- STATED TASK A
In the trademark registration text, who cannot be trademark owners?
- STATED TASK B
In the trademark registration text, take the passage that begins at the words "1. Which trademark" and stops after "registration in color.", and write it out again with "color indication" swapped for "color specification".
- STATED TASK C
Carry the trademark registration text on from the point where it stops.

- GIVEN TEXT
::::
Trademark registration. Answers to the most common questions

We will answer the most frequently asked questions about trademark registration in the given article.
Who can be a trademark owner?
The Civil Code of Ukraine determines that natural and legal persons are subjects of intellectual property right to a trademark. Thus, one or more individuals, one or more legal entities, or even both physical and legal persons may be trademark owners. It is important to emphasis that private entrepreneurs cannot be trademark owners. If private entrepreneur  wants to have a trademark, he can apply for its registration as a natural person and use it in his business activity.
Another commonly asked question is whether it is better to register a trademark for a natural or legal person. In our opinion, the first option is more optimal as a legal entity can be reorganized in different ways unlimited number of times, And in such case trademark owner will still be the same.
However, if a natural person is a trademark owner, but the trademark is actually used by a legal entity, we recommend to conclude a license agreement between such persons. Because according to the current legislation of Ukraine if a sign is not used within five years completely or partially, any person has the right to apply to court in order to terminate the certificate.

  1. Which trademark is better to register – in color or black and white?

First of all, it should be noted that the trademark can be registered with indication of color (a colorful trademark), or without color indication (not black and white, because in this case we indicate that black and white are the colors in which the sign is used). Today if a trademark is registered without color indication, it can be used in any color.
In addition, registration of a mark without color indication gives its owner the right to prohibit the use of this mark in any color.
Moreover, in this case the fee will be somewhat lower, as it will not be necessary to pay an additional fee for registration in color.
When it is appropriate to register a trademark in color? For example, if there are similar registered trademarks and there is a need to personalize your own sign.
::::
Lines of data
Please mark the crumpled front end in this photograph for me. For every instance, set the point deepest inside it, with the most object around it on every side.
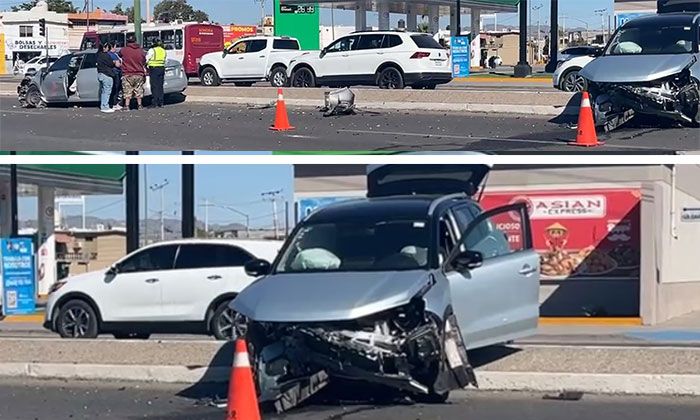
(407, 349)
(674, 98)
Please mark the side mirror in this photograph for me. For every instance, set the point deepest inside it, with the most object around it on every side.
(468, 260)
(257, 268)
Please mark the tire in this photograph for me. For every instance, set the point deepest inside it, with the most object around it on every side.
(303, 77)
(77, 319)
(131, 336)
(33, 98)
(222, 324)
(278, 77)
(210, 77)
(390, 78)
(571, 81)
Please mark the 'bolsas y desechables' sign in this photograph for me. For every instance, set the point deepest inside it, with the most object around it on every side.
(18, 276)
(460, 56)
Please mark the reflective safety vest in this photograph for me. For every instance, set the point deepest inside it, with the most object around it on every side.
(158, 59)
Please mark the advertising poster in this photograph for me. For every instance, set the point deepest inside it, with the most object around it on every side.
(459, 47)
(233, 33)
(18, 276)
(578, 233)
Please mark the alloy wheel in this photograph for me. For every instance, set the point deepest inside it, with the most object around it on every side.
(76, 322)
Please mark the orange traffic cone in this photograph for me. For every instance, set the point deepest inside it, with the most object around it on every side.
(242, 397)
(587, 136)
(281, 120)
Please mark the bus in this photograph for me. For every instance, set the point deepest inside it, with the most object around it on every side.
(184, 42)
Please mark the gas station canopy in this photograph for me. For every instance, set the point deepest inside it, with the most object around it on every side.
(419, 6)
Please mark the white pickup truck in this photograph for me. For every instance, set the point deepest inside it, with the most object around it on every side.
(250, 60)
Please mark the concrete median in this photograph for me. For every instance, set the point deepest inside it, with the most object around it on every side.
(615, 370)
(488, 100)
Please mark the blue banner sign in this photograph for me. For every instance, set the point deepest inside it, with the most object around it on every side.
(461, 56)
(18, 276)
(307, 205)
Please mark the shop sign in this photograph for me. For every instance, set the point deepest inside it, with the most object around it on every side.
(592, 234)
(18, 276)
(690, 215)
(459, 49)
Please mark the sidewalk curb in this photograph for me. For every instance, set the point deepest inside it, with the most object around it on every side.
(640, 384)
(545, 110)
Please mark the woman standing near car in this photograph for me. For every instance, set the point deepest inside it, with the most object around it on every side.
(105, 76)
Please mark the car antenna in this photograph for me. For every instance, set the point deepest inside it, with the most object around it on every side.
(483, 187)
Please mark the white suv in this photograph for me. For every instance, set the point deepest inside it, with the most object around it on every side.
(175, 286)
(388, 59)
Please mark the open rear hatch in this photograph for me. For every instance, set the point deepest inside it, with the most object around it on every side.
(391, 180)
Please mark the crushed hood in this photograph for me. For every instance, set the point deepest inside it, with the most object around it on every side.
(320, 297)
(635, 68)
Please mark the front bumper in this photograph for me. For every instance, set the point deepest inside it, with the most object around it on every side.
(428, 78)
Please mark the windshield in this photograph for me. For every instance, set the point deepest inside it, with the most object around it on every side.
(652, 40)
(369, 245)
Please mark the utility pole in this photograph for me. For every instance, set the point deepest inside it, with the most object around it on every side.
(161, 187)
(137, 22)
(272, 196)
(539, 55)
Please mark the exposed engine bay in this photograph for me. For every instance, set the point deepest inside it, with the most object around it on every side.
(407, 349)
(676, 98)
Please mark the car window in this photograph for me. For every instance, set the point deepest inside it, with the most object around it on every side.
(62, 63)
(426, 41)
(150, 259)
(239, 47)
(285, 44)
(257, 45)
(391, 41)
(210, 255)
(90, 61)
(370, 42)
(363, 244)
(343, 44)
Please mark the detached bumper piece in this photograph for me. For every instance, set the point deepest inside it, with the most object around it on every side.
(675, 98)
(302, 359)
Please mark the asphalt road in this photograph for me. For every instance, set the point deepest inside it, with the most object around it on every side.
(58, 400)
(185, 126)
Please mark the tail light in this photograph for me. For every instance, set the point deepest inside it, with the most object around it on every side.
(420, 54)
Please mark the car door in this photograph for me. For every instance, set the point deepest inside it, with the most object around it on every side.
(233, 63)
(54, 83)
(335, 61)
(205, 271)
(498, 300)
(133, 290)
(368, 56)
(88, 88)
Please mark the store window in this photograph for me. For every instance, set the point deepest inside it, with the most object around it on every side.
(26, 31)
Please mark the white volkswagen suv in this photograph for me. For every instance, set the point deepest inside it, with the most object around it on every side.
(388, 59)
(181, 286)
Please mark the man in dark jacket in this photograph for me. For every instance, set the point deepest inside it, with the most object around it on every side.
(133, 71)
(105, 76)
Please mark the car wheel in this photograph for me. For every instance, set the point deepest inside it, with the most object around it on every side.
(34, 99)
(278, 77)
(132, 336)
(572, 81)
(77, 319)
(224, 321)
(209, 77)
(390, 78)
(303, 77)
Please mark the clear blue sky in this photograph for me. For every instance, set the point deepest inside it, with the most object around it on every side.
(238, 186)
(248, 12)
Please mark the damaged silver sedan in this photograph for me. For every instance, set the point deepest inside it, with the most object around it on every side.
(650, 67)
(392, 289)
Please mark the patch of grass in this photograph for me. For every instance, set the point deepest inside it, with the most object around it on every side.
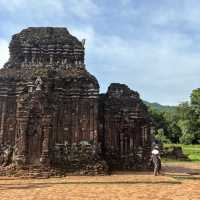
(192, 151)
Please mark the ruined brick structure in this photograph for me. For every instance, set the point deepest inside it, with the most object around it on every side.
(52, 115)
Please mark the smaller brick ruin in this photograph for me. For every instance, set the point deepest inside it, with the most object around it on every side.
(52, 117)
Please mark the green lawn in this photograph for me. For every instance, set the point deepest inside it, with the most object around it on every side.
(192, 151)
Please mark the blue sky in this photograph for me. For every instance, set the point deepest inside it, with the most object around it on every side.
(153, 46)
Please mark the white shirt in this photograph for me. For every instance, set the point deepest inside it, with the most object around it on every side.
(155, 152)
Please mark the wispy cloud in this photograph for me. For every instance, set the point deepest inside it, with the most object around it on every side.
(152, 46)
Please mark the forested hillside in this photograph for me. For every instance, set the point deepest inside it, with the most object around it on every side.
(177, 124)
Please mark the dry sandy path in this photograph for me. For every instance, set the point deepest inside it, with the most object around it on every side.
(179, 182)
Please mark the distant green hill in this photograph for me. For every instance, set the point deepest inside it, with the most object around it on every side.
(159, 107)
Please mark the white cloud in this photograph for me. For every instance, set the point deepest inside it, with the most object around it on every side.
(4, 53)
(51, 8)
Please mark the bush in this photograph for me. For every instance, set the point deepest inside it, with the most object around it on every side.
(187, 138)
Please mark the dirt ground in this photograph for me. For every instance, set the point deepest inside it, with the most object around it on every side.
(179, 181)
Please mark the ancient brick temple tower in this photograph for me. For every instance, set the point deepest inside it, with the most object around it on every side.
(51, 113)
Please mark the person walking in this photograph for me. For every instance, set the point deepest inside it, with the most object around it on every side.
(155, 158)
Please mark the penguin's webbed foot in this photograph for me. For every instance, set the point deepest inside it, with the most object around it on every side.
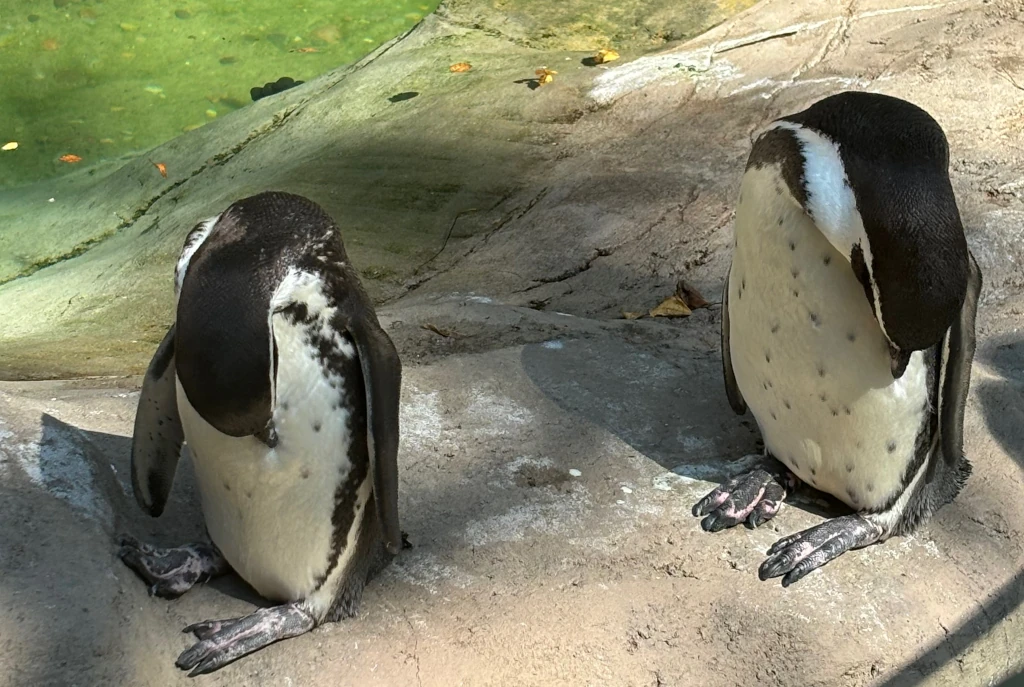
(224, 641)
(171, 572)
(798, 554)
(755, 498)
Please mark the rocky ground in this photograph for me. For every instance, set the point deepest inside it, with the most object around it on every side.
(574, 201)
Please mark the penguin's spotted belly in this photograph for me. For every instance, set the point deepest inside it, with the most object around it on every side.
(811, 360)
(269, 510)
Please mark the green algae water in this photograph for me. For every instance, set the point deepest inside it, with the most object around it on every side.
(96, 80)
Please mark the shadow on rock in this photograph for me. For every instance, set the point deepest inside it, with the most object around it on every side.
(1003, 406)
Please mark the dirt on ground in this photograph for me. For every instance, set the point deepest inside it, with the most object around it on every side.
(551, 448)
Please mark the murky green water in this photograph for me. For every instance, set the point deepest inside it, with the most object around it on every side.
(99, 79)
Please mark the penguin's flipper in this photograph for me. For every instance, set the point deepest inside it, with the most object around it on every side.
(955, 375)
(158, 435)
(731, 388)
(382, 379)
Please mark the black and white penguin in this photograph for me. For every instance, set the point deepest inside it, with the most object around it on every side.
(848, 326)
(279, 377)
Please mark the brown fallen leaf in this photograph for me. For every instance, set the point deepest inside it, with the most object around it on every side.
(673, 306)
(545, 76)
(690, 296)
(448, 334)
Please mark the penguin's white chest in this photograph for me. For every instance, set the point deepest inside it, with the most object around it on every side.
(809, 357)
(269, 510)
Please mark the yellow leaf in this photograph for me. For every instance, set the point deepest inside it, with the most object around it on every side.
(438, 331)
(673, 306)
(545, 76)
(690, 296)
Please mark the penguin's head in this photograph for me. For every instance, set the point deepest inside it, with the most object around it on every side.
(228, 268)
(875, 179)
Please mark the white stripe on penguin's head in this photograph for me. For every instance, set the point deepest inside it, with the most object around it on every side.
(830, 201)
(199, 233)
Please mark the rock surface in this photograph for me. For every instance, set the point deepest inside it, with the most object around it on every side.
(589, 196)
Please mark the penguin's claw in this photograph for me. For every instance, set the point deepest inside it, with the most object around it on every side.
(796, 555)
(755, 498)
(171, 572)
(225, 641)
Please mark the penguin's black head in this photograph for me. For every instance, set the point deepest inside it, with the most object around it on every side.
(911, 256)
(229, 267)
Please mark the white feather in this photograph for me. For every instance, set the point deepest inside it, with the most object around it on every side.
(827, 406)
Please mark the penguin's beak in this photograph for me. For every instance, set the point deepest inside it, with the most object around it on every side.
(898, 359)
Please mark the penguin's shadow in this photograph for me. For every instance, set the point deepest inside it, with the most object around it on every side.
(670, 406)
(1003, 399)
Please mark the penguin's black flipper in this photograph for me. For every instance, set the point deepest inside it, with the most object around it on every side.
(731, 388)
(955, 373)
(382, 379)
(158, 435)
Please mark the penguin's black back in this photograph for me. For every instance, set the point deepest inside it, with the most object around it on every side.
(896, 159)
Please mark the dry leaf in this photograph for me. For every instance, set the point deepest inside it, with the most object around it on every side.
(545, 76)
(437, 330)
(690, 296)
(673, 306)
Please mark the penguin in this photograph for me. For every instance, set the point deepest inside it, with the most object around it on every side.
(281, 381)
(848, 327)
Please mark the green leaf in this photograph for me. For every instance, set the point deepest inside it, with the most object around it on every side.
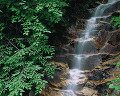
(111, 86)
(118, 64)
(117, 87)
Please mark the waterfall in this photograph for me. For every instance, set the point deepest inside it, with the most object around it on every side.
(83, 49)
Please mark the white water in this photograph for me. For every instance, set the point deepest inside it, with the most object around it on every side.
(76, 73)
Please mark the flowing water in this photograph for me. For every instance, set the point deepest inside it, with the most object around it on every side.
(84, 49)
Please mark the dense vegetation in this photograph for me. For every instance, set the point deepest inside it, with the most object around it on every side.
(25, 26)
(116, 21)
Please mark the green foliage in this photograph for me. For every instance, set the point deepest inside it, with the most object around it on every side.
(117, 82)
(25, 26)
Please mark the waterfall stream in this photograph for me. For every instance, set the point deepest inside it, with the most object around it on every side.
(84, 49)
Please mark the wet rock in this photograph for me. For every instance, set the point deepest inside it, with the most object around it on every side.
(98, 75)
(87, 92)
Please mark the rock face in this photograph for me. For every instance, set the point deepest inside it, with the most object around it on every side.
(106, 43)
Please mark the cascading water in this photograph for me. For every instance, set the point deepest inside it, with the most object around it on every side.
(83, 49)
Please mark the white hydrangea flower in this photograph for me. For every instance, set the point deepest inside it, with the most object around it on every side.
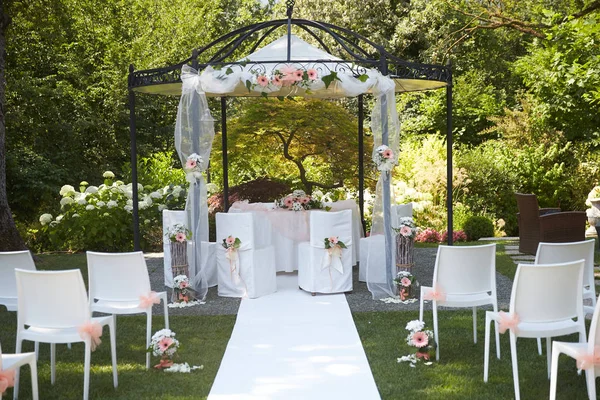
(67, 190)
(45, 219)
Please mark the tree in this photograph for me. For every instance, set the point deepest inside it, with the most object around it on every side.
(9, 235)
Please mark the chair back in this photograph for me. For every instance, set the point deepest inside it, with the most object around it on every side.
::::
- EXPECTED OUTPUT A
Private entrepreneurs cannot be trademark owners.

- EXPECTED OUTPUT B
1. Which trademark is better to register – in color or black and white?

First of all, it should be noted that the trademark can be registered with indication of color (a colorful trademark), or without color specification (not black and white, because in this case we indicate that black and white are the colors in which the sign is used). Today if a trademark is registered without color specification, it can be used in any color.
In addition, registration of a mark without color specification gives its owner the right to prohibit the use of this mark in any color.
Moreover, in this case the fee will be somewhat lower, as it will not be necessary to pay an additional fee for registration in color.

- EXPECTED OUTPUT C
The ideal option is to register a trademark both with and without color indication. However, in this case it is recommended to assess the value of such object of intellectual property in order to find out whether it is worth to perform such double registration.

  1. How long does it take to register a trademark?

Trademark registration usually takes about eighteen months. However, in practice, registration becomes more time-consuming, as the number of applications increases every year.
If certificate  issuance is an urgent issue, it is possible to order Ukrpatent’s service of  accelerated registration. In this case, the term of registration takes approximately eight months. However, such service is payable and additional fee is charged.

  1. From which moment a trademark can be used?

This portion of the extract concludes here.